### Task to complete
In the voltammetry text, which type of electrode was used for the simultaneous determination of Cu, Mn, and Zn in soil samples?

3. Applications of Voltammetric Analysis for Three or More Heavy Metals Simultaneously

Voltammetry has been used for determination of three or more heavy metals in various samples, as described in Table 3 and in the following sections.

3.1. Simultaneous Determination of Cu, Mn, and Zn

Cu, Mn, and Zn are important micronutrients in soil. Their simultaneous determination has been achieved by differential pulse stripping voltammetry (DPSV) and square wave stripping voltammetry (SWSV) with a pencil graphite electrode in soil samples [100].

### Supplied material
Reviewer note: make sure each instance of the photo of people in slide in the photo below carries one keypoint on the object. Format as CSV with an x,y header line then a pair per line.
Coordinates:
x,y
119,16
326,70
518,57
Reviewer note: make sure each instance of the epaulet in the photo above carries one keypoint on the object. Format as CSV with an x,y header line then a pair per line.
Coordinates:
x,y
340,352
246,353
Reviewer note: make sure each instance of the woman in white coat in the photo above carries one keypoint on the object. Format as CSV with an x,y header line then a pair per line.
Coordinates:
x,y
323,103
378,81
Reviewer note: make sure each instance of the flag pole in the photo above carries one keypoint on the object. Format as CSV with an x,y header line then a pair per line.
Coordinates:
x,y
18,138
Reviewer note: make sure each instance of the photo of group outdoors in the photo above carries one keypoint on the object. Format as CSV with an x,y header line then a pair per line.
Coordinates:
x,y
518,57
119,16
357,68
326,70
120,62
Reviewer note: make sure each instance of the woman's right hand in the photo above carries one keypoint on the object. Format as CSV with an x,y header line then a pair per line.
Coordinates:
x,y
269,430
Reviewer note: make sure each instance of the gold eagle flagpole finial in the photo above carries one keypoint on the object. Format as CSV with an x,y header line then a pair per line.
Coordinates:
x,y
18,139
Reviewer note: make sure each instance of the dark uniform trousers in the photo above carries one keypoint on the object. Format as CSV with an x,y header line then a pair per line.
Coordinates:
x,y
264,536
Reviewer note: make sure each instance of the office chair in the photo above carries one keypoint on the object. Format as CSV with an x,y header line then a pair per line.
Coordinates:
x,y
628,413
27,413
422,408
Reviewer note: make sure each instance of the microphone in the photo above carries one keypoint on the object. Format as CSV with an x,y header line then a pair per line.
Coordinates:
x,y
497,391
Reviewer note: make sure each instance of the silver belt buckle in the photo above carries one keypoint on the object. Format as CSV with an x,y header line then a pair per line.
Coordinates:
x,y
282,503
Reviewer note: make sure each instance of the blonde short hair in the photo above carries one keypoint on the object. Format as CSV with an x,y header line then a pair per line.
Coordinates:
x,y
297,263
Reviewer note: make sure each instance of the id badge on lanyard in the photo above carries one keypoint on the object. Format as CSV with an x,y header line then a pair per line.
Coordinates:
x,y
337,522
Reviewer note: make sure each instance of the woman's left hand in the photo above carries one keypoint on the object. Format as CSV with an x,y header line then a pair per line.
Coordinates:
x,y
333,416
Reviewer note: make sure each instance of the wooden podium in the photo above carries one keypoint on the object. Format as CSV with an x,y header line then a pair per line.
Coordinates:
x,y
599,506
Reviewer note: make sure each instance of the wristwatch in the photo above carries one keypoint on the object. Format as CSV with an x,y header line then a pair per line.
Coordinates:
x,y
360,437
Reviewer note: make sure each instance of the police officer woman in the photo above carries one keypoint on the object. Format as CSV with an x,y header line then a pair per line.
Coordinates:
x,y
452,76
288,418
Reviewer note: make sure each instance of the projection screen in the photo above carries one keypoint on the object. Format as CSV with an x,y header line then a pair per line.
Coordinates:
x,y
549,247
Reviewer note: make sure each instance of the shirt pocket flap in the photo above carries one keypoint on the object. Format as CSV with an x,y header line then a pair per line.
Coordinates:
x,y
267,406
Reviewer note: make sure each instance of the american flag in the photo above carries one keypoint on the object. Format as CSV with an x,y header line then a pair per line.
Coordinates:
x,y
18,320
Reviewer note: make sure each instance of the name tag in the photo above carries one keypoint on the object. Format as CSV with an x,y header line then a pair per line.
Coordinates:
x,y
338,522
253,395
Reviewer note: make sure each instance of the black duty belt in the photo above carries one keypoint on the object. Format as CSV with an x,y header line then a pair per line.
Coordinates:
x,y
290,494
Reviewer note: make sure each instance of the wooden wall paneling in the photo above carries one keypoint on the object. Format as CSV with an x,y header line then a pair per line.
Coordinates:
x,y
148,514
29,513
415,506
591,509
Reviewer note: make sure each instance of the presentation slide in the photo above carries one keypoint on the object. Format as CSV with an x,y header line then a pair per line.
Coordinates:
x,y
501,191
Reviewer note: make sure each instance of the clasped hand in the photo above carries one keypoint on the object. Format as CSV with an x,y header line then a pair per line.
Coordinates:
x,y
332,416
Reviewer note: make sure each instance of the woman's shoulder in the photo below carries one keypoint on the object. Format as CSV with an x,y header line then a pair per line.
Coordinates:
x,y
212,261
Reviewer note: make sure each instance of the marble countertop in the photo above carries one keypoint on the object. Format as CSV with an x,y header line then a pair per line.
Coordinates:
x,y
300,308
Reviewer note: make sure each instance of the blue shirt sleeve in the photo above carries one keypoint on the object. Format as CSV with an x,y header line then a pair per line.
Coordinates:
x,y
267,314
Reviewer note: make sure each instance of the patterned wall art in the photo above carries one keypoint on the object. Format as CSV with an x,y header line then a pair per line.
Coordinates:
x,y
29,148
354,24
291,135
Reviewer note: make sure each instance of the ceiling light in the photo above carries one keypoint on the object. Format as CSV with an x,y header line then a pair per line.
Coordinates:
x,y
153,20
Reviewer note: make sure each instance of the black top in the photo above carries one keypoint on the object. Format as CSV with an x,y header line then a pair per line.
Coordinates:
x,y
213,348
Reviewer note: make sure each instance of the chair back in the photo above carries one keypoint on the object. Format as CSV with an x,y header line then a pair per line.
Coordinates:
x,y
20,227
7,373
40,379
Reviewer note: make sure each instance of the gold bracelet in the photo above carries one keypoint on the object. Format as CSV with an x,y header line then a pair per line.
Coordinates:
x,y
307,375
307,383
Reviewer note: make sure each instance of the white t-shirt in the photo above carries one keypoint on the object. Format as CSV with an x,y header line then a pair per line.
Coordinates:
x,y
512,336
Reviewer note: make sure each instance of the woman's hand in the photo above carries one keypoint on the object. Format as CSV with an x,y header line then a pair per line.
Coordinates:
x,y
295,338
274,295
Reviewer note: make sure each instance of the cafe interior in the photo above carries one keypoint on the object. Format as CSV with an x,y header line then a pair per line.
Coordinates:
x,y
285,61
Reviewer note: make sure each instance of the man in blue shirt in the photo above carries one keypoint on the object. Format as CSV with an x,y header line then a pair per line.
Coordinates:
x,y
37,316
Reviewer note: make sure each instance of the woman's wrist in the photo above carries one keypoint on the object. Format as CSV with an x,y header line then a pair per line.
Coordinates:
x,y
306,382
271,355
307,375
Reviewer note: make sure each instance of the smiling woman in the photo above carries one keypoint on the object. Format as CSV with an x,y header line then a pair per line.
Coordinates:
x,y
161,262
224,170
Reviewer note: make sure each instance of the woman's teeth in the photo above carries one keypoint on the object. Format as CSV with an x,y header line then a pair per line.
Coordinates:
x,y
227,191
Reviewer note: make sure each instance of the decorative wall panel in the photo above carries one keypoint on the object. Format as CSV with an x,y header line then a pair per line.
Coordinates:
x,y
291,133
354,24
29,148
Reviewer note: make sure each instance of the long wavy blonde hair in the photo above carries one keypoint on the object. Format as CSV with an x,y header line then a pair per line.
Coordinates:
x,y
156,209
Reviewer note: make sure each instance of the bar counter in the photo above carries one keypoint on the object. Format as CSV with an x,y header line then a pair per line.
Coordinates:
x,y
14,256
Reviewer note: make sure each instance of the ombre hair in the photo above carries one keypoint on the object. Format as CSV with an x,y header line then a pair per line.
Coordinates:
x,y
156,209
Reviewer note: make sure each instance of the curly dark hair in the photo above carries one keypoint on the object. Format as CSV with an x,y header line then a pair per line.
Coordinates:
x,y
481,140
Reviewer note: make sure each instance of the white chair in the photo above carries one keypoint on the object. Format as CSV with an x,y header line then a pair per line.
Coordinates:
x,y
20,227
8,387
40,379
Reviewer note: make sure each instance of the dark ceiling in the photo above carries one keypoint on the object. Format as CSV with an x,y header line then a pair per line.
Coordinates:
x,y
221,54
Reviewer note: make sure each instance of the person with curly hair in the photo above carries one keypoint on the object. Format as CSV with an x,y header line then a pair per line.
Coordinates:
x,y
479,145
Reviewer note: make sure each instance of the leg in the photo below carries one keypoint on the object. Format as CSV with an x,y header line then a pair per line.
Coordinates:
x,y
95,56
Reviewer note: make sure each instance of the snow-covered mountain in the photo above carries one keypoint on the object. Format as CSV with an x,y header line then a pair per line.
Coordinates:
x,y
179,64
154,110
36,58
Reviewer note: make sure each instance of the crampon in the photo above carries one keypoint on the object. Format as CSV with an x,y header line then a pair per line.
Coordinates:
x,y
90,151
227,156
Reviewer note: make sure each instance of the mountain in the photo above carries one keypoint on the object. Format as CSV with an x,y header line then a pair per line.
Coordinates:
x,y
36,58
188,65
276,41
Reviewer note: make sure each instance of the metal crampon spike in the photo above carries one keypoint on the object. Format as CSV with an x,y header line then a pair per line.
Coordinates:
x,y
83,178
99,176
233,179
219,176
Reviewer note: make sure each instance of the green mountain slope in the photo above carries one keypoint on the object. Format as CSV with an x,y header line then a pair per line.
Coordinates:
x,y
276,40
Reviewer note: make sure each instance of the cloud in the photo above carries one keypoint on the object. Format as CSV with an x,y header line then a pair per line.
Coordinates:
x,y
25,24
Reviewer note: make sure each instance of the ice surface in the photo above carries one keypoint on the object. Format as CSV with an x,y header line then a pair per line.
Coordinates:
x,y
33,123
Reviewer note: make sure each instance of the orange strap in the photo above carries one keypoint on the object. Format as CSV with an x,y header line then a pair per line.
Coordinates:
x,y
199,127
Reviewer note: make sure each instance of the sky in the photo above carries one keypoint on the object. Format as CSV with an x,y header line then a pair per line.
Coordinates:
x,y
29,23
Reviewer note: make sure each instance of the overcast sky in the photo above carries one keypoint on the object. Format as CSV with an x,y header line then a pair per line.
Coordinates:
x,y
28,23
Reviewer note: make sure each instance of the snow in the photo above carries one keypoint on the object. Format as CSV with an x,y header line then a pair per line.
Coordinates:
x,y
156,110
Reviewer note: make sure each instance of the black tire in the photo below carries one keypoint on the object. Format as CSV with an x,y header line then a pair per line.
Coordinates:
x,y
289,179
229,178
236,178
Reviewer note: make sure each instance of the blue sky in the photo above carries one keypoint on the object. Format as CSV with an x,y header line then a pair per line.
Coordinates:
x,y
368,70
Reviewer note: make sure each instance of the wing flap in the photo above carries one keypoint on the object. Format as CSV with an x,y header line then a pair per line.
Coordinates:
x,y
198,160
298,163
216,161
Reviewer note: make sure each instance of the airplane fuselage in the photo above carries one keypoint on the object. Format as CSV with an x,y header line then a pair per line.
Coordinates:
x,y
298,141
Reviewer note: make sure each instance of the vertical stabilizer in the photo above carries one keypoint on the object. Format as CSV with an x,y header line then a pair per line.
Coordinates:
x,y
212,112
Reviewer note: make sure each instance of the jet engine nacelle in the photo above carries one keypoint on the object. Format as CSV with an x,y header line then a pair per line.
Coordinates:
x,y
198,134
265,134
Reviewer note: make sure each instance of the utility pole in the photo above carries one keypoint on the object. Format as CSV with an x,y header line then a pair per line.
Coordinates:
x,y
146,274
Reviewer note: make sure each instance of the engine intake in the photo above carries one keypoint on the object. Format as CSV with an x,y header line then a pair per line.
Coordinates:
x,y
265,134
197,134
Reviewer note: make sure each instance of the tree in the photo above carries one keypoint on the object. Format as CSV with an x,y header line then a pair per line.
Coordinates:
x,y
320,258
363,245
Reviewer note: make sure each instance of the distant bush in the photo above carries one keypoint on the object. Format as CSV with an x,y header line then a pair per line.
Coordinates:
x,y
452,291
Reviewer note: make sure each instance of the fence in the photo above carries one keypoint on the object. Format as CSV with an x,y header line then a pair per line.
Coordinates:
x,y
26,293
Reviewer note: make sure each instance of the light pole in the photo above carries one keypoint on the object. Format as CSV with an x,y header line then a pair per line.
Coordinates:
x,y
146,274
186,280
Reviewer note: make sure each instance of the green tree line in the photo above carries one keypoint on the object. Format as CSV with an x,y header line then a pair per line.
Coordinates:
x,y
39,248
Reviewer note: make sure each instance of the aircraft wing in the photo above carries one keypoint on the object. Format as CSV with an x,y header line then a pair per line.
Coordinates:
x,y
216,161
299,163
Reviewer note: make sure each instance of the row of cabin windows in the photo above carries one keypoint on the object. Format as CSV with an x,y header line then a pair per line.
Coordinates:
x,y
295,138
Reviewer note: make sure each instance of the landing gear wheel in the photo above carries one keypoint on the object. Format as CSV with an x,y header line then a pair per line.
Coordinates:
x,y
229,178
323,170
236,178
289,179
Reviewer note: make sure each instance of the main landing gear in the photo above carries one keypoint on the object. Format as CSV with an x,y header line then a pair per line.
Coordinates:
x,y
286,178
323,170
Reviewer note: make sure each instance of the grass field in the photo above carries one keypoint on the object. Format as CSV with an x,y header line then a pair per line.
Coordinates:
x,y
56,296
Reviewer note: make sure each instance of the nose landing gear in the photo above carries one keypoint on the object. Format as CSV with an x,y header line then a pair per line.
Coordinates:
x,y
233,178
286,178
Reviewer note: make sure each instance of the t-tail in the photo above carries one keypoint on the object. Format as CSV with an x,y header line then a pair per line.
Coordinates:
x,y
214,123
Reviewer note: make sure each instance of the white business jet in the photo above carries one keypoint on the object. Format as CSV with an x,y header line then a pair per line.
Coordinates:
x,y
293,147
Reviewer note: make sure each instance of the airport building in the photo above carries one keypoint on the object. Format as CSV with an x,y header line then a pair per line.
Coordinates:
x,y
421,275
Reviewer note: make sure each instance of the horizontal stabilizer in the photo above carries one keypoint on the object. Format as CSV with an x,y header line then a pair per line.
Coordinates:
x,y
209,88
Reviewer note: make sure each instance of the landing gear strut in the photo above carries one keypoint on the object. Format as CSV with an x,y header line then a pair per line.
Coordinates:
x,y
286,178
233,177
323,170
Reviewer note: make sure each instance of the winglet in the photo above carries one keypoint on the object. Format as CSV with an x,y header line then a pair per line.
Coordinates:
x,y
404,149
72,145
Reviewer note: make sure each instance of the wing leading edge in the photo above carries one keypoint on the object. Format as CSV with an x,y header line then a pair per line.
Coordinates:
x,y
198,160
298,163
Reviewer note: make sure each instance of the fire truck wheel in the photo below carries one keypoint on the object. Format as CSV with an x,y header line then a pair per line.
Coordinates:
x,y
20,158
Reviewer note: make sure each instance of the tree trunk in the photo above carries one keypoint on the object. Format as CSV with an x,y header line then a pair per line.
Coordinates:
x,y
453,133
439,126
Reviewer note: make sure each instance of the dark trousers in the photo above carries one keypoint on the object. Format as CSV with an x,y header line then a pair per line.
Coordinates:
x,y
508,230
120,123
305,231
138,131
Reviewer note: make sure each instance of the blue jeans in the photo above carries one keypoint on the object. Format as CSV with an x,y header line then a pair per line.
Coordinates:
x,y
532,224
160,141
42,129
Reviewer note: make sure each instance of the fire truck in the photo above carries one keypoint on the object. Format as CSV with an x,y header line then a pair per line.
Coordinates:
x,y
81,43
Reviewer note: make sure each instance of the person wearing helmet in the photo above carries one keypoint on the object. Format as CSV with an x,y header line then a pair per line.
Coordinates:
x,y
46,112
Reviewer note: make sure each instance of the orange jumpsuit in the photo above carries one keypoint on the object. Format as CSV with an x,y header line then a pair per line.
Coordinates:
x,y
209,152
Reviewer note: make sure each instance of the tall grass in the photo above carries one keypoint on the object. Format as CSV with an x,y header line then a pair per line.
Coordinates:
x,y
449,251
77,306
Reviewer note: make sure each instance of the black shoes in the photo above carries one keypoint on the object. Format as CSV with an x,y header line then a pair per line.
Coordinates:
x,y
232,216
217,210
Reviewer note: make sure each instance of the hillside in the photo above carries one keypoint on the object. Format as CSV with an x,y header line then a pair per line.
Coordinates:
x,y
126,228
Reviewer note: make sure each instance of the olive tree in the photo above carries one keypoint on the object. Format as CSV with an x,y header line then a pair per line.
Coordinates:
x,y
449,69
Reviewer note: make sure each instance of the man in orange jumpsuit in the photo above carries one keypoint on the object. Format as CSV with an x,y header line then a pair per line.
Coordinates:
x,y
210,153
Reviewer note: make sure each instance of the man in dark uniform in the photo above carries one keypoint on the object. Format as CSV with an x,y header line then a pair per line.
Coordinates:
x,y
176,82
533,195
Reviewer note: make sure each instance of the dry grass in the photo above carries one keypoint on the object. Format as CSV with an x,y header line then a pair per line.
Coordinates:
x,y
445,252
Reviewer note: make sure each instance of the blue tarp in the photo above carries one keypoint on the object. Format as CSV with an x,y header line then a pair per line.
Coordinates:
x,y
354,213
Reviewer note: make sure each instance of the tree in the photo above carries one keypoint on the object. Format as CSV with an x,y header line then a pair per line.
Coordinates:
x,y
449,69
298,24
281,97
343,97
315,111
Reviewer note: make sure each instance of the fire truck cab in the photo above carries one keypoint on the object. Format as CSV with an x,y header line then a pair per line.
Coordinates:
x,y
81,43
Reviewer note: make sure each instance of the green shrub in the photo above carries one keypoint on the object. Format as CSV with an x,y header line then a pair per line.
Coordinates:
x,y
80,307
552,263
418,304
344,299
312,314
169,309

### Full solution
A pencil graphite electrode.